How to Effectively Lead Your Sales Team – part 1
Posted on Wednesday, May 25th, 2016
A sales team is unlike any other part of an organization. It often runs with its own set of rules and expectations and its results affect the overall operations greater than other departments.. Given the importance of their role to the business, it is crucial to give your sales team effective leadership, and it is no secret that providing good leadership to your sales team and making sure it remains productive is one of the most challenging jobs in a company.
Rely on an Effective Leadership Style
We advocate a sales leadership framework called PRIDE, based on the belief that sales Performance is achieved when Right people are Inspired and Developed in the right Environment. Leaving the explanation of the Pride framework to a later article, it’s worth mentioning that leadership framework and leadership styles need to complement each other. Once we cover all components in the Pride framework, the leadership style will have to be adjusted to the phase of maturity of each individual rep. Daniel Goleman broadly discussed this in his theory of “Situational Leadership”. As an example of situational leadership that you may face, I can share a personal experience: in one of my sales management roles in the UK a few years ago, I was leading a team where reps had very different tenure with the most seasoned having well over 10 years of experience and the rookie having less than 2 months’ worth of experience. Managing most seasoned reps was a matter of rapport, trust and delegation, whereas with new reps I had to be a lot more task oriented and directive leaving rapport to a later stage in the relationship. “The proof is in the pudding”: by the end of the year we were among the top teams globally.

* **Check your understanding**
[1] Answer from the sales leadership article:
(a) On what date was it posted?
(b) In which country did the writer hold the sales management role used as an example?
(c) According to the writer, managing the most seasoned reps was a matter of what?
[2] List the words that the letters of PRIDE stand for in the sales leadership article.
[3] Continue the sales leadership article from the point where it stops.

* **Dataset entries**
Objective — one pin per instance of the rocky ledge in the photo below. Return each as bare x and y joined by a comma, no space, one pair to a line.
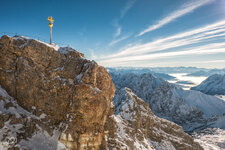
62,90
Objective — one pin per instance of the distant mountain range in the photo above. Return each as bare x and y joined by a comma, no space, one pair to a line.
213,85
190,109
207,72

* **Answers to the exercises**
[1]
(a) Wednesday, May 25th, 2016
(b) The UK
(c) Rapport, trust and delegation

[2] Performance, Right, Inspired, Developed, Environment

[3]
No matter what style you choose, the goal is the same: to maximize your influence and ensure the sales team reaches its maximum potential.
Of course, while not all leadership styles are suitable to your individual needs, there are a few best practices that will help you finding your ideal style:
- Commit employees to their work. Engage your team members by recognizing their accomplishments and addressing their needs. This encourages them to take ownership of their work and be more committed to their jobs. Avoid at any cost Victimism in your team.
- Promote development. You can do that through formal and informal ways. It can be done at team level and on an individual basis. In whatever way you decide to do it, one important rule is that each member of the team is personally responsible of his own development. As a leader, your responsibility is to support and guide the development process, but not enforcing it on people showing low interest in it. If you selected right people in the first place, they should be hustling you asking to be trained, shown and taught. Supporting development increases your team’s productivity and fosters loyalty.
- Engage employees from all branches of the company. Be flexible and consistent when dealing with your reps and remember that “what you permit you promote”.
- Familiarize yourself with the other departments and strategize ways they can help support your team. When done correctly and with the right communication, your team will learn the skill and will start building relationships everywhere in the company.
In the second part of this article we’ll enter more in depth on critical aspects of effectively leading your sales team.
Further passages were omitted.